:: ESTRATTO DELLA PAGINA ::
★ ★ ★ ★

NEURONI SPECCHIO, CERVELLO E STENDHAL: COSA LI UNISCE?

Grazie alla scoperta dei neuroni-specchio, negli anni ’90 (ne abbiamo parlato in un precedente articolo: EMPATIA: L’ANTIDOTO A PREGIUDIZI, CONFLITTI E DISEGUAGLIANZA) , è più facile ora capire cosa succede nel cervello quando ci si trova di fronte un’opera d’arte. Nelle persone particolarmente sensibili sembra arrivino troppi impulsi visivi nello stesso momento, e che questi producano così un’intensa eccitazione, che si tramuta nei sintomi che abbiamo descritto.

Secondo il neurologo Semir Zeki, siamo dotati di un cervello visivo con cui possiamo cercare di spiegare e capire la creazione artistica. Allo stesso modo siamo dotati di un cervello artistico, prolungamento di quello visivo. Il nostro cervello non è un semplice spettatore passivo che si limita a registrare la realtà fisica del mondo esterno, ma è piuttosto un creativo: ogni volta che vediamo di fatto costruiamo nella nostra testa un’opera d’arte.

La risposta del cervello di fronte all’arte potrebbe non solo fornire spiegazioni maggiori sulla Sindrome di Stendhal, ma anche capire meglio il funzionamento del cervello, le cui logiche non sono ancora del tutto conosciute.

★ ★ ★ ★

:: COMPITI DA SVOLGERE ::
[a] Trascrivi parola per parola il passo del testo sui neuroni specchio che comincia con "Secondo il neurologo" e prosegue fino a "del tutto conosciute.".
[b] Scrivi la parte successiva del testo sui neuroni specchio, riprendendo subito dopo la sua ultima frase.
L'elenco riportato qui è materiale a sé, distinto dal testo sui neuroni specchio.

★ ★ ★ ★

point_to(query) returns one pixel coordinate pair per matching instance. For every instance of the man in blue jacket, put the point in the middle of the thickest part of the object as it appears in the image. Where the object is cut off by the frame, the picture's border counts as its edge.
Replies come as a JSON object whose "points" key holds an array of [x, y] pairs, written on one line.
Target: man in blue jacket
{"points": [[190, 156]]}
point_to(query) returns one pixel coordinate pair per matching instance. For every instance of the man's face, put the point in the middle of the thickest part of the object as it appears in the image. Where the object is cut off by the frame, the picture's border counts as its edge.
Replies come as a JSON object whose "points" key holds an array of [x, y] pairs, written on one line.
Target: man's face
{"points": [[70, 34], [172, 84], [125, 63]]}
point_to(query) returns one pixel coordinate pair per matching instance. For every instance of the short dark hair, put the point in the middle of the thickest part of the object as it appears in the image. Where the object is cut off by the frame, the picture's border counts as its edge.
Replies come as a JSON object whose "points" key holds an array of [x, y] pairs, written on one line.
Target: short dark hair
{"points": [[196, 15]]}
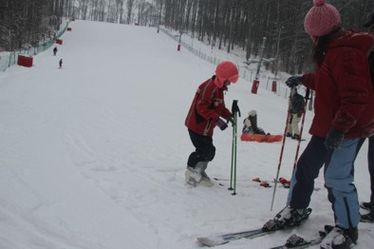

★ ★ ★ ★

:: SOLUZIONI DEI COMPITI ::
[a]
Secondo il neurologo Semir Zeki, siamo dotati di un cervello visivo con cui possiamo cercare di spiegare e capire la creazione artistica. Allo stesso modo siamo dotati di un cervello artistico, prolungamento di quello visivo. Il nostro cervello non è un semplice spettatore passivo che si limita a registrare la realtà fisica del mondo esterno, ma è piuttosto un creativo: ogni volta che vediamo di fatto costruiamo nella nostra testa un’opera d’arte.

La risposta del cervello di fronte all’arte potrebbe non solo fornire spiegazioni maggiori sulla Sindrome di Stendhal, ma anche capire meglio il funzionamento del cervello, le cui logiche non sono ancora del tutto conosciute.

[b]
L’APPROCCIO PSICOANALITICO

Secondo l’approccio psicoanalitico chi soffre della Sindrome di Stendhal non gode della bellezza estetica del capolavoro artistico, ma trova trasformati, nell’opera d’arte sotto forma di linguaggio artistico, impulsi, emozioni e conflitti profondi che, se non tollerati ed adeguatamente gestiti, possono provocare, a seconda dei casi, angoscia oppure euforia. Alcune peculiarità di un capolavoro artistico, in un determinato soggetto, in un determinato momento, possono, cioè, acquistare un elevato significato emotivo.

Se si accetta questa prospettiva, si può affermare che la reazione di fronte ad un’opera d’arte dipenda in gran parte dalla disposizione emozionale e dal rapporto che si instaura tra fruitore e creatore nel momento dell’incontro. Infatti, nel momento dell’incontro si animano vicende profonde della realtà psichica e si riattiva la vitalità della sfera simbolica personale. E il viaggio diventa pure, nelle sue soste tanto attese nelle città sognate, un’occasione di conoscenza di sé.

Un concetto, questo del viaggio sentimentale, già proposto da Laurence Sterne (1713-1768), precursore della moderna psicologia. Lo scrittore britannico, infatti, diede all’aggettivo sentimental una connotazione psicologica, per cui i sentimenti divennero moti dell’animo e manifestazioni della sensibilità ed il viaggio metafora di un movimento esistenziale.

COSA FARE SE VENIAMO CATTURATI DA STENDHAL…

Quando il problema persiste nel tempo, è consigliabile andare da un medico specializzato. Nella maggior parte delle volte, a quasi tutti è capitato di rimanere assolutamente affascinati dalla bellezza, fosse per un oggetto d’arte o un’aria musicale. Probabilmente chi arriva al punto di svenire e di provare malessere davanti alla bellezza in sé conserva una sensibilità estremamente accentuata che può risultare difficile da gestire.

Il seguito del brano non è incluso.